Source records
-*-*-

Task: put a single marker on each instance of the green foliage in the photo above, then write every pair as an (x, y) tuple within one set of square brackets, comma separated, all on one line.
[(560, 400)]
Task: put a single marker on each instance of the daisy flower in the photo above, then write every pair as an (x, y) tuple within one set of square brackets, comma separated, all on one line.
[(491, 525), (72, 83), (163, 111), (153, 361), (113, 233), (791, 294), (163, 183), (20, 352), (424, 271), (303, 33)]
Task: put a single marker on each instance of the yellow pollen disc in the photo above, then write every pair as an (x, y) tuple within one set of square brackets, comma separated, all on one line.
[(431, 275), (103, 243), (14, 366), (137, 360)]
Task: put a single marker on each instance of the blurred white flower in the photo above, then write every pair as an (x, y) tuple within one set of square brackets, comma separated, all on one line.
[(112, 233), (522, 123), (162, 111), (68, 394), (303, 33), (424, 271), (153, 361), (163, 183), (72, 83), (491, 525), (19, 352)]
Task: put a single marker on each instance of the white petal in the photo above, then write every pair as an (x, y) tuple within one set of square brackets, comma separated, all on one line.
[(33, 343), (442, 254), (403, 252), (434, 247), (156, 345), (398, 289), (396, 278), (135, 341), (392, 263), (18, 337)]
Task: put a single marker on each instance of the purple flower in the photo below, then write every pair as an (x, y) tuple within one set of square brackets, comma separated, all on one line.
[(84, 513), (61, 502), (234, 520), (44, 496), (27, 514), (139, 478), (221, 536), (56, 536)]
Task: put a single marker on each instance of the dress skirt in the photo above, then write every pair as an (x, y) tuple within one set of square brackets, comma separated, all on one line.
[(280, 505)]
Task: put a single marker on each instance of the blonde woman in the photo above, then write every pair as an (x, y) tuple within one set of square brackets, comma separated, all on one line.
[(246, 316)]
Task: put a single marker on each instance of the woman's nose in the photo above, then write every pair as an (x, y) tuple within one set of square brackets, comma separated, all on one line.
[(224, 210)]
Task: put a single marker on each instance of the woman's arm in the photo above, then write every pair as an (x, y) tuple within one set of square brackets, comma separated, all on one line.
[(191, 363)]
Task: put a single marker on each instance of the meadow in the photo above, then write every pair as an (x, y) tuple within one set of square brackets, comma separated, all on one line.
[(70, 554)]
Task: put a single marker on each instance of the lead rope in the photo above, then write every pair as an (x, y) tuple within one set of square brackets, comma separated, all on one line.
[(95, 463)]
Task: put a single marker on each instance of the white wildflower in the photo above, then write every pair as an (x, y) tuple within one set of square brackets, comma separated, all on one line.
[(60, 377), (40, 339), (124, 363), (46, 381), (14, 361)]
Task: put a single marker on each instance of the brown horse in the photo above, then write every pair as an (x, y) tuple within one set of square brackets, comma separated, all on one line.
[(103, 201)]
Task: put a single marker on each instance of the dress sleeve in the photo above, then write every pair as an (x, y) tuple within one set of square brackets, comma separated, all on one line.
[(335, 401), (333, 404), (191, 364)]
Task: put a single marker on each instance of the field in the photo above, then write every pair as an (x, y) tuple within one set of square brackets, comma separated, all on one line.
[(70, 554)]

-*-*-

Objective> Express the lines above as a JSON list of strings with one string per line. Start at the line containing "Task: put a single marker on each instance of the brown", go through the last line, and skip any blank lines.

Correct output>
[
  "Task: put a single marker on each instance of the brown horse in the photo above, then write every pair as an (x, y) tuple within one set of square brackets, comma separated, all on one line.",
  "[(103, 201)]",
  "Task: put a single marker on each instance of the dress sleeve in the photo above, then write every pair as an (x, y) tuple within one set of square brackets, comma separated, all on one line.",
  "[(335, 401), (333, 404), (191, 364)]",
  "Task: put a single marker on each instance of the field in the photo above, then write every pair as an (x, y) tuple within one set of square brackets, comma separated, all on one line.",
  "[(70, 554)]"
]